- Opening Delimiter -

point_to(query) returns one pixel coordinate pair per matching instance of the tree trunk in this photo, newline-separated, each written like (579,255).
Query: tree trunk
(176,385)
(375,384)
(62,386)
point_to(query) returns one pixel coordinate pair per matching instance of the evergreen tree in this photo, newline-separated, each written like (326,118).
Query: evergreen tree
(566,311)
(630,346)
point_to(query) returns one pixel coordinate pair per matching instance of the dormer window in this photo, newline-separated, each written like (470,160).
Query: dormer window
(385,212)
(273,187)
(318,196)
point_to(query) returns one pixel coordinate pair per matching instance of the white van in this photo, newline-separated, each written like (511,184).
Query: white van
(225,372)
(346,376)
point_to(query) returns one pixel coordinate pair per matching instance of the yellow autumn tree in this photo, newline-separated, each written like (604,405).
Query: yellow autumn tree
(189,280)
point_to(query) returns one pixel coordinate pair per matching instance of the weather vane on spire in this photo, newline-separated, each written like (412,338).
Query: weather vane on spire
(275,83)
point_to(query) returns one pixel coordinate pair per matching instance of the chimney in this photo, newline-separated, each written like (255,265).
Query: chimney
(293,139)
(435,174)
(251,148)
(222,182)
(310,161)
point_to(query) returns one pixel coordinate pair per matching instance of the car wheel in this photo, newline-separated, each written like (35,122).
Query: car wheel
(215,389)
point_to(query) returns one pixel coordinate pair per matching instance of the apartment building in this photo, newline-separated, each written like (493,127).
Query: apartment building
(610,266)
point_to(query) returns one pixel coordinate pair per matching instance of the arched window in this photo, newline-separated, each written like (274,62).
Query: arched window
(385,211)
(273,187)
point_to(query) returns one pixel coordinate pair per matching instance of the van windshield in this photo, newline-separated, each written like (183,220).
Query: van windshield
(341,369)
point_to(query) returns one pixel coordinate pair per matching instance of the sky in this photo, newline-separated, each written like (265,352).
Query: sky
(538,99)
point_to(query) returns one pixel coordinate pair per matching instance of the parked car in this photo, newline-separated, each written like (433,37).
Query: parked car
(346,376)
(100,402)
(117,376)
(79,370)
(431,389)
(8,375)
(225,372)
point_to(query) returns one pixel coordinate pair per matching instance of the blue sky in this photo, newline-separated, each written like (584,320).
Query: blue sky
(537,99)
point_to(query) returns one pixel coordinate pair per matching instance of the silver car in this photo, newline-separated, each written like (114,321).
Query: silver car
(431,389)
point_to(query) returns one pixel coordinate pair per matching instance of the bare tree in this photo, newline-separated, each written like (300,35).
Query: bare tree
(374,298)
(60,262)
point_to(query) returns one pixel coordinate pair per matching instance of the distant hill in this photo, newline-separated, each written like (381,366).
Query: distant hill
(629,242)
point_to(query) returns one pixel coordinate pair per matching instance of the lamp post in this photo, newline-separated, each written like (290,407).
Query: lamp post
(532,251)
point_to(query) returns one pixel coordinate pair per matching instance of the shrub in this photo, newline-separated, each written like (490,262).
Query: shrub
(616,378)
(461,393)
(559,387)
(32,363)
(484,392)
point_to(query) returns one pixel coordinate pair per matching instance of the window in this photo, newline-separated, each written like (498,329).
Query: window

- Closing Delimiter -

- Task brief
Exactly as they stand above, write out all the entries again.

- Result for this exercise
point_to(query) returns one pixel coordinate pair per matching instance of the tree trunk in this photo, newline-separated, each written like (579,255).
Query: tree trunk
(176,385)
(375,384)
(62,386)
point_to(query) returns one pixel coordinate pair per matching instance of the evergreen tree in this photo, newline-separated, each written like (326,118).
Query: evergreen tree
(566,311)
(630,346)
point_to(query) returns one pixel coordinate pair per matching instance of the dormer window in this photo, newline-separated, each written like (470,160).
Query: dormer window
(385,212)
(273,187)
(318,196)
point_to(query) returns one pixel coordinate pair per matching instance of the white van in this photo, newline-separated, each written like (511,184).
Query: white van
(225,372)
(346,376)
point_to(query) returns one pixel coordinate pair per matching instance of the yellow autumn tree in this photo, newline-separated, each written like (604,405).
Query: yellow autumn tree
(189,280)
point_to(query) returns one pixel coordinate pair per matching instance of the weather vane on spire in this photo, newline-separated, each written like (412,338).
Query: weather vane on spire
(275,83)
point_to(query) returns one pixel coordinate pair per matching instance of the chimney in this photo, newline-separated, each written like (255,265).
Query: chimney
(293,139)
(435,174)
(251,148)
(222,182)
(310,161)
point_to(query) returns one pixel coordinate pair per matching instance of the car wheel in this photo, newline-separated, each written like (35,122).
Query: car wheel
(215,389)
point_to(query) returns one pixel coordinate pair per matching instance of the apartment building in this photo, newline-separated, each written like (493,127).
Query: apartment building
(610,266)
point_to(query) returns one pixel coordinate pair per matching instance of the arched window in this photo, newline-separated, each written like (274,62).
Query: arched window
(385,211)
(273,187)
point_to(query) returns one pixel coordinate pair per matching instance of the van windshield in this photo, newline-separated, each written like (183,220).
Query: van windshield
(341,369)
point_to(query) returns one pixel coordinate pair per matching instance of the sky in this photo, newline-separated, each written like (265,352).
Query: sky
(538,99)
point_to(query) returns one pixel coordinate pair per matching instance of the parked car in this photo, newline-separated, each written like (433,37).
Query: parked car
(346,376)
(100,402)
(117,376)
(79,370)
(431,389)
(8,375)
(225,372)
point_to(query) returns one pixel coordinate pair per matching instance of the blue sky in this photo, newline-separated, each written like (584,320).
Query: blue sky
(537,99)
point_to(query) returns one pixel coordinate pair per matching instance of the silver car in this photo, newline-separated, each written like (114,321).
Query: silver car
(431,389)
point_to(query) returns one pixel coordinate pair per matching instance of the bare tree in this photo, newline-separated, each written like (300,35).
Query: bare tree
(374,298)
(60,262)
point_to(query) returns one pixel coordinate pair per matching instance of the distant hill in this photo, newline-separated, each written like (381,366).
Query: distant hill
(629,242)
point_to(query) returns one pixel coordinate pair per matching instance of the lamp post in this photo, newline-separated, each written like (290,407).
Query: lamp post
(532,251)
point_to(query) returns one pixel coordinate pair per matching instance of the shrub in this photo, newline-separated, each written like (490,262).
Query: shrub
(616,378)
(461,393)
(559,387)
(32,363)
(484,392)
point_to(query) returns one pixel coordinate pair per matching instance of the window in this photo, newline-separated, each written like (498,329).
Query: window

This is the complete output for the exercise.